# Given task:
From the records below, reproduce every line between the line holding "segment: distant hillside" and the line holding "[[[12,50],[0,52],[0,68],[64,70],[80,77],[109,77],[110,51]]]", inclusive, as a numbered list with blank lines dropped.

# Given entries:
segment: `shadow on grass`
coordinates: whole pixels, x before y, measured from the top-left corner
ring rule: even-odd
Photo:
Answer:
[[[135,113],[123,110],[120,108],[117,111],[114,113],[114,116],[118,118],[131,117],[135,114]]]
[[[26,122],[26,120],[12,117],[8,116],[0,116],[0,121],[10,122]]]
---
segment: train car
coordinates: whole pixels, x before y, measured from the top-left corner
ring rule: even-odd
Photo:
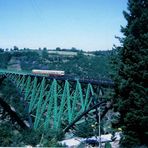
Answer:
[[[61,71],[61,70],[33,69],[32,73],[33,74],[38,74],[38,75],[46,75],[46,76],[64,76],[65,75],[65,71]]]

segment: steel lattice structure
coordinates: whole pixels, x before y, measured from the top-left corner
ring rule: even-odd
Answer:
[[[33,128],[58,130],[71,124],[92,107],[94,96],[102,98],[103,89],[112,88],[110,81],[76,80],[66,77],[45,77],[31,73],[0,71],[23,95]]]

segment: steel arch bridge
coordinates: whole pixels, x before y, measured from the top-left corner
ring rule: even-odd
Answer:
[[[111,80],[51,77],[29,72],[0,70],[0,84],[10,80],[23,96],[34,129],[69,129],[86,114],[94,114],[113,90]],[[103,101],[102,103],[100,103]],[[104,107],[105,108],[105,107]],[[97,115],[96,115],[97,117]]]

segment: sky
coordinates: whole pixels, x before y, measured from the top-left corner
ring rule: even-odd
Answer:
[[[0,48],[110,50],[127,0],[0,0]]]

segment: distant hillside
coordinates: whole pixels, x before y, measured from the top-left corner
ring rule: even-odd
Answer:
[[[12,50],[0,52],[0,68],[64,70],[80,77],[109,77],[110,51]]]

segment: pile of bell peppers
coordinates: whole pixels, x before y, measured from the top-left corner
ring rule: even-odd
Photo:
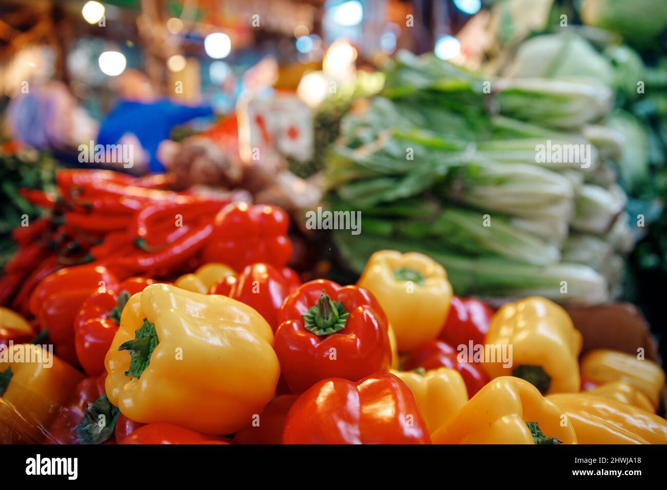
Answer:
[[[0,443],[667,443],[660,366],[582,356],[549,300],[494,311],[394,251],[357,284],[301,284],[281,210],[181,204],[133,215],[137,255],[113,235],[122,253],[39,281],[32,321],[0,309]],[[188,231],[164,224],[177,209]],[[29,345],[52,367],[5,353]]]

# Full solution:
1. segment: distant hillside
2. coordinates: whole pixels, x before y, measured from the top-left corner
3. ring rule: even-odd
4. Answer:
5. [[[12,50],[0,52],[0,68],[64,70],[80,77],[109,77],[110,51]]]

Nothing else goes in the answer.